--- start of Records for this exercise ---

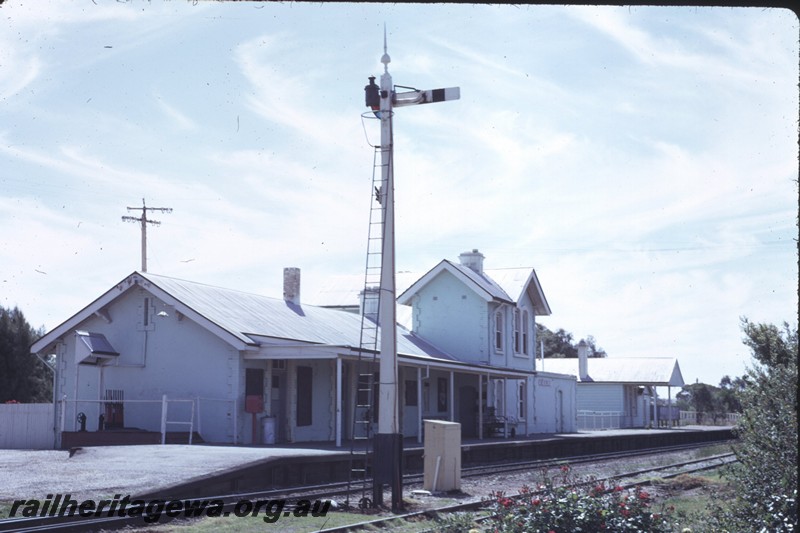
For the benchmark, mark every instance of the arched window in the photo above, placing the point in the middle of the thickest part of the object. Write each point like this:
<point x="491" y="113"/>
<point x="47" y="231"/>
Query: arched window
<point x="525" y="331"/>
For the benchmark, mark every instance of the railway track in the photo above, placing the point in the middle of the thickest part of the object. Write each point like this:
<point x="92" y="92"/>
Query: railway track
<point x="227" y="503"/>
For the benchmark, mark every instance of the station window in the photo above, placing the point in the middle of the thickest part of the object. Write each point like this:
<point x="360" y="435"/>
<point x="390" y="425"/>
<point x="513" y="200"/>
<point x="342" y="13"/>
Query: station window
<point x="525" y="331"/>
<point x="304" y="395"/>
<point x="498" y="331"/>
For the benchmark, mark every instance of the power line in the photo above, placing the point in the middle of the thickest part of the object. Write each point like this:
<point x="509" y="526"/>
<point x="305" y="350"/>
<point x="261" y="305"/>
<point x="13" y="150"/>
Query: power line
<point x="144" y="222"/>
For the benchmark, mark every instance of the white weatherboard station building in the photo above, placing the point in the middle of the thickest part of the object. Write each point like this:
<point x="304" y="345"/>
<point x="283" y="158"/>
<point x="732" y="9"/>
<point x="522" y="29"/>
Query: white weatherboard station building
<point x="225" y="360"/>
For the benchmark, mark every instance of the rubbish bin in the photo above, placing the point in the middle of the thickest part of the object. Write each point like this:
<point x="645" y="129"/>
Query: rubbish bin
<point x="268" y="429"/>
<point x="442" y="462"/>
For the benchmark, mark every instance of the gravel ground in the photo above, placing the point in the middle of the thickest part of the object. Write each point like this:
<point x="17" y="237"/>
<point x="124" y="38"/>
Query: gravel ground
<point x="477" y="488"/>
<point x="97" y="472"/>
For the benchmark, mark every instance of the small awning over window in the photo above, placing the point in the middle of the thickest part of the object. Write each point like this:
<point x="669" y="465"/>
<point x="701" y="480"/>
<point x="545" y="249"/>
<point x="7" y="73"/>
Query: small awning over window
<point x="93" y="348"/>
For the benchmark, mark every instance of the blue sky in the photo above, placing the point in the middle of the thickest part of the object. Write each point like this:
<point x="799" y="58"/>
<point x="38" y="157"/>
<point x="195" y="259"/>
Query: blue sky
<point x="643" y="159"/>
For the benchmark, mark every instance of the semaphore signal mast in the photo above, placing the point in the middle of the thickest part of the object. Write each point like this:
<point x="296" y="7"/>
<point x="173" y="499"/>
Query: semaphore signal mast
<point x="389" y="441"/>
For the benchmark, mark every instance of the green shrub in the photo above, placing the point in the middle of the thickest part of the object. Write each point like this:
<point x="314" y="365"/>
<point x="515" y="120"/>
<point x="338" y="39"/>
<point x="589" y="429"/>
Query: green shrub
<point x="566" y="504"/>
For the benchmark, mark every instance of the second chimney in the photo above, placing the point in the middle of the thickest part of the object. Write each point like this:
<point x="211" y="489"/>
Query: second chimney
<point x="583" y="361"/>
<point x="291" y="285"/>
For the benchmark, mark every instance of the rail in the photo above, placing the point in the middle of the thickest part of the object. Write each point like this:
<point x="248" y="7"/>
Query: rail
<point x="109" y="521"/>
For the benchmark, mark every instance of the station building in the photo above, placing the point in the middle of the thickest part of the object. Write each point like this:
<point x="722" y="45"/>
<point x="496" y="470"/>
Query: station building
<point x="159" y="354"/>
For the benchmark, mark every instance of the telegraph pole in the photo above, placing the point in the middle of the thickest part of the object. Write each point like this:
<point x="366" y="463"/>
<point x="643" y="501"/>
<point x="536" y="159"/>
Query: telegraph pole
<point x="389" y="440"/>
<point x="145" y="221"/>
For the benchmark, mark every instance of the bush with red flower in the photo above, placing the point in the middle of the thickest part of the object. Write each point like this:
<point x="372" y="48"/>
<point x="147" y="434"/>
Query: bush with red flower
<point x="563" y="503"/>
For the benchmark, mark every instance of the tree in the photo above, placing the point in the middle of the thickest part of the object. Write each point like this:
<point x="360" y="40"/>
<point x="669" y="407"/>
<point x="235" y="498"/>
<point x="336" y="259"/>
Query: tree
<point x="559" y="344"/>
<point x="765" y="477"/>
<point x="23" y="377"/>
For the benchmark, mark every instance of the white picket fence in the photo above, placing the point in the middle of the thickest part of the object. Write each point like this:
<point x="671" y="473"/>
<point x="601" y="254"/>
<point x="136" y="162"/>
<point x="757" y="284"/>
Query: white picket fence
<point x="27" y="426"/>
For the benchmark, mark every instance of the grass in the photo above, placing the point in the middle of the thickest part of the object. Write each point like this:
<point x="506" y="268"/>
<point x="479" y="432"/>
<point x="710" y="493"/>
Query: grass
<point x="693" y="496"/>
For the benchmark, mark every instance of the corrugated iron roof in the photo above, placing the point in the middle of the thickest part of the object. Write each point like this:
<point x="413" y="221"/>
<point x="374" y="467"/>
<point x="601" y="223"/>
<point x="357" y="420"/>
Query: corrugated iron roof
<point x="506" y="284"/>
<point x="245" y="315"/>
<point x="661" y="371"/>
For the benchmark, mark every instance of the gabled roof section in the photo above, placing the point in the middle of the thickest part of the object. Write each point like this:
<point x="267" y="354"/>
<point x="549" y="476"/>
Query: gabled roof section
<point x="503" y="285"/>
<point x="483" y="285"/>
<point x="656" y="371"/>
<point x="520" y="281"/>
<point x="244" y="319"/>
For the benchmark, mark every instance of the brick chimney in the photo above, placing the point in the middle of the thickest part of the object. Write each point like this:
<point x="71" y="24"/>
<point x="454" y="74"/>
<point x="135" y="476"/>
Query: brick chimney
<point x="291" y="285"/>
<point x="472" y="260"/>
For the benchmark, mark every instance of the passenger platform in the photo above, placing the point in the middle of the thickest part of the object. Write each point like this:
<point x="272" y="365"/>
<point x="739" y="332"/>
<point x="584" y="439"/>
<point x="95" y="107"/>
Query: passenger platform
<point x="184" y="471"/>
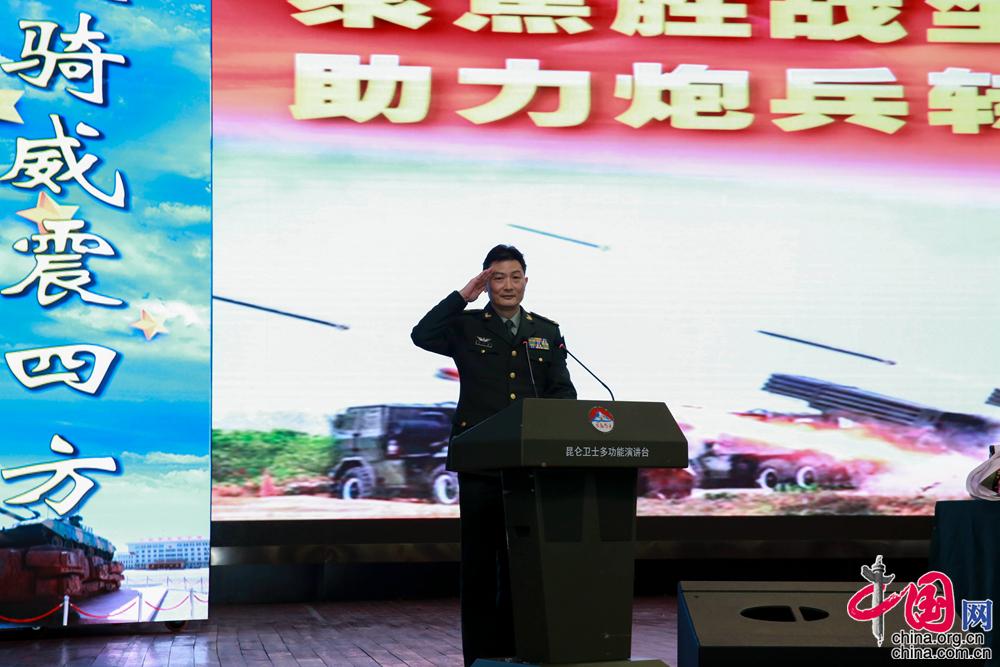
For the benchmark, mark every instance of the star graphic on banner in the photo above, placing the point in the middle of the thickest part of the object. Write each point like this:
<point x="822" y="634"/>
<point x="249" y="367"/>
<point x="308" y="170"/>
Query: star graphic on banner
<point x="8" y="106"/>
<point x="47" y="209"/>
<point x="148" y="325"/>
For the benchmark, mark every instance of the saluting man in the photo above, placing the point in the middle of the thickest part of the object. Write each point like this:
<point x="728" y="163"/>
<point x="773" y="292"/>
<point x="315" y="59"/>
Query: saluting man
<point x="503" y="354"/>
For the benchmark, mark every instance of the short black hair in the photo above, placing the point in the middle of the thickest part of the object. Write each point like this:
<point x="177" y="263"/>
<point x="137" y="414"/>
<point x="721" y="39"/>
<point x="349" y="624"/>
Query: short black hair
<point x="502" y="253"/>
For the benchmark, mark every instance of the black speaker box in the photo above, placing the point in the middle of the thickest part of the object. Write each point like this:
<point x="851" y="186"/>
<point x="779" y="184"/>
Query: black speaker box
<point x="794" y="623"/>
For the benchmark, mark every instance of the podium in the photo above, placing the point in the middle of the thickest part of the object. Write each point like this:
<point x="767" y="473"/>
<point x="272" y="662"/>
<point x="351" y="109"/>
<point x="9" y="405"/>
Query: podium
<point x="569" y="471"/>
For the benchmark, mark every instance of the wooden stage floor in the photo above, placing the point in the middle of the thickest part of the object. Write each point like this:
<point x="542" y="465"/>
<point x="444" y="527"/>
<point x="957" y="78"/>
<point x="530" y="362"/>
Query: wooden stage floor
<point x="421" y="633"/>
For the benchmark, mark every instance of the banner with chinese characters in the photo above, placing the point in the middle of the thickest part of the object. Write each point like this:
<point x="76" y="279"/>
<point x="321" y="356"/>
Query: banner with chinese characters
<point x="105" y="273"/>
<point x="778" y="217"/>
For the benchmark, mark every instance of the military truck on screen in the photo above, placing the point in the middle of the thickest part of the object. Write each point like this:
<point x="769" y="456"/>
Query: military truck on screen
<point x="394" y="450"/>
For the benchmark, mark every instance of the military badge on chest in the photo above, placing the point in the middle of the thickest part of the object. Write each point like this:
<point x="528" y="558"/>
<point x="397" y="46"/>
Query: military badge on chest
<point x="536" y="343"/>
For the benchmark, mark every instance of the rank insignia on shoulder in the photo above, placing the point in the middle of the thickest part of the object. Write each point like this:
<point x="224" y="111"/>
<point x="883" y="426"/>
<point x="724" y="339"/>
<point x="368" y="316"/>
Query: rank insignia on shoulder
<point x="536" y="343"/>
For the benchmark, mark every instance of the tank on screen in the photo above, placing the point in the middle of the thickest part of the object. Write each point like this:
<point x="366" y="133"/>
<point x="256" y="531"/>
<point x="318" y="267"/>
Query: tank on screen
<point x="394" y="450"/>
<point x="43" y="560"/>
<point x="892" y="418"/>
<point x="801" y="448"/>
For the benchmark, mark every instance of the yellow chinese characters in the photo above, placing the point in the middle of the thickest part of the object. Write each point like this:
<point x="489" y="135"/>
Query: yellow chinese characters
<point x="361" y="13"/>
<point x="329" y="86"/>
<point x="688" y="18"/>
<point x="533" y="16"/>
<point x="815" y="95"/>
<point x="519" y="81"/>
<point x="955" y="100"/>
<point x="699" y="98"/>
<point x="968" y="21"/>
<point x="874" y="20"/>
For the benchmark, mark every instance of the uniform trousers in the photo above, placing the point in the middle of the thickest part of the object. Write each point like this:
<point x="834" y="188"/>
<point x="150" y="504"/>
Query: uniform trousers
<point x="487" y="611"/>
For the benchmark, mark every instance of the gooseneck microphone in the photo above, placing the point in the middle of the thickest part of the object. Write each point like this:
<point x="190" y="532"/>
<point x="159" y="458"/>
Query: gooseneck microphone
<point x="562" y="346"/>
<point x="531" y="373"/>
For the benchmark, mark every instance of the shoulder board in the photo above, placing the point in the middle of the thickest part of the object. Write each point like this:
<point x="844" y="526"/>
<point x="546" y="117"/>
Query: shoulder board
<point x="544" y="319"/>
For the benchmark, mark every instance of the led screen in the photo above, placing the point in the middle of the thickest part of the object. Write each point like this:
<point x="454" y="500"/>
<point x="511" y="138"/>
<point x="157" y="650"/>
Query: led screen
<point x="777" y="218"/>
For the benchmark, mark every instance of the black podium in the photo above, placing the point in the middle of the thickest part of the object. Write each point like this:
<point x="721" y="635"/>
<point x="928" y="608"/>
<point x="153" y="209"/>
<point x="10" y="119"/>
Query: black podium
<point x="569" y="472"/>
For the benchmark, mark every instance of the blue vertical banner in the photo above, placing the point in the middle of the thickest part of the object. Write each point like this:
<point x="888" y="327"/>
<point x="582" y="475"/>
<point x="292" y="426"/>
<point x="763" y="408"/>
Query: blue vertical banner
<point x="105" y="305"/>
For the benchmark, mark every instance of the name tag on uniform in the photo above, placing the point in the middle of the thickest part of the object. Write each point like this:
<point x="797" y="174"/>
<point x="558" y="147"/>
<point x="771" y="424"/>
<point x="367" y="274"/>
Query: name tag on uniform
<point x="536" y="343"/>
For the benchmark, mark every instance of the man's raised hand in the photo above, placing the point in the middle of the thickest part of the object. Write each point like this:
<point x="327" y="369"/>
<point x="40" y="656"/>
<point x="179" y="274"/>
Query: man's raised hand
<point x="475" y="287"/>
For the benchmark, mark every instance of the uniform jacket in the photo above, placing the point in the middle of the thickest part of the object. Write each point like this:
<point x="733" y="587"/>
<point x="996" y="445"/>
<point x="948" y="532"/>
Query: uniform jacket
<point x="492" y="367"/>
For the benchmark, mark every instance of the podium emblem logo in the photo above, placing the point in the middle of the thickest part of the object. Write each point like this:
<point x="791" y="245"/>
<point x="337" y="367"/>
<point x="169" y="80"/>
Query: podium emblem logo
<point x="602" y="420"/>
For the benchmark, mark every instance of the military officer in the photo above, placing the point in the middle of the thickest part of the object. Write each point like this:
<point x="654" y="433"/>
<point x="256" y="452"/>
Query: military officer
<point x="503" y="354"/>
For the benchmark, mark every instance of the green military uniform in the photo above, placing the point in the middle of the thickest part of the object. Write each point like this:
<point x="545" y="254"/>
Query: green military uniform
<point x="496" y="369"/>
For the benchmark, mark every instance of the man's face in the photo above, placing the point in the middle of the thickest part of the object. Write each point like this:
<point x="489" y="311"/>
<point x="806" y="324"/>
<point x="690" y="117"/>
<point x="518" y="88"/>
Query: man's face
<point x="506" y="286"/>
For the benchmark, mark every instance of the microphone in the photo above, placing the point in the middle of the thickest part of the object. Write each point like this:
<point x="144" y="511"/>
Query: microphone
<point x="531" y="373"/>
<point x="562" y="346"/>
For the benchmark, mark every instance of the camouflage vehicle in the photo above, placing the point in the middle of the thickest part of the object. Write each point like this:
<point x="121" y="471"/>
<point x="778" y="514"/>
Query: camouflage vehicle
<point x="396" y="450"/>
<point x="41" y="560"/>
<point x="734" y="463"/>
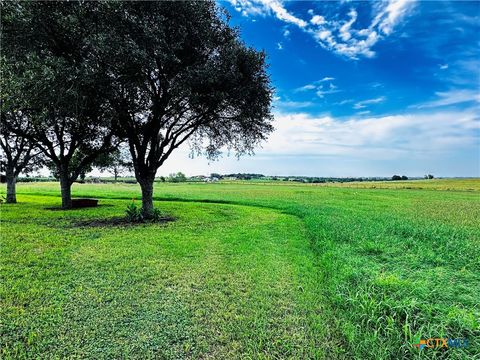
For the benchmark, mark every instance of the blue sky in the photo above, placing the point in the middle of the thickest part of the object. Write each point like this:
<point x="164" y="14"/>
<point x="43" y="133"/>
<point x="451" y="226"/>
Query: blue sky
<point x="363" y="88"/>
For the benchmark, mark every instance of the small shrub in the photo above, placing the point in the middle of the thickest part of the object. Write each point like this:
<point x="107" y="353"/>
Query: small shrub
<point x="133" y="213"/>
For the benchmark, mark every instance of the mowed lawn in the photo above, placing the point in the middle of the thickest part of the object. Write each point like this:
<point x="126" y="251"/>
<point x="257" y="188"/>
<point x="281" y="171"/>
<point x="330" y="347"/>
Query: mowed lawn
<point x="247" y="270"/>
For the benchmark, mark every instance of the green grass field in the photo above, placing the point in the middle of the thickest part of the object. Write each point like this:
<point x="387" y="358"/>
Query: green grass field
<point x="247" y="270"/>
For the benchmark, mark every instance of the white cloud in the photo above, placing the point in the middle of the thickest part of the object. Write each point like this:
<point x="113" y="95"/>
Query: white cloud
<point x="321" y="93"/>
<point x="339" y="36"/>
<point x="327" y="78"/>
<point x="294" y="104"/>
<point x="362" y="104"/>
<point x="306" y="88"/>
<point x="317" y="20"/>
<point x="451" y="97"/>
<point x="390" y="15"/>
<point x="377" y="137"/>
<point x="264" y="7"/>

--- end of Records for this exercise ---

• [Problem statement]
Write out exactly the lines starting with the one that holds "For the benchmark, mark every instance of the green grass" and running through the last line above.

• [Solution to this task]
For the benchmark, mark every instance of the green grass field in the photo above, placing the point in the middle of the thickest part of the object. Write each point like this:
<point x="387" y="358"/>
Query: green grass field
<point x="247" y="270"/>
For the benchmark, mark every instance of the white cloud in the photo above, placing the point in the middle of the thickest part of the object. Write each point like this:
<point x="113" y="95"/>
Query: white cloud
<point x="321" y="93"/>
<point x="339" y="36"/>
<point x="327" y="78"/>
<point x="294" y="104"/>
<point x="362" y="104"/>
<point x="306" y="88"/>
<point x="317" y="20"/>
<point x="451" y="97"/>
<point x="390" y="15"/>
<point x="377" y="137"/>
<point x="264" y="7"/>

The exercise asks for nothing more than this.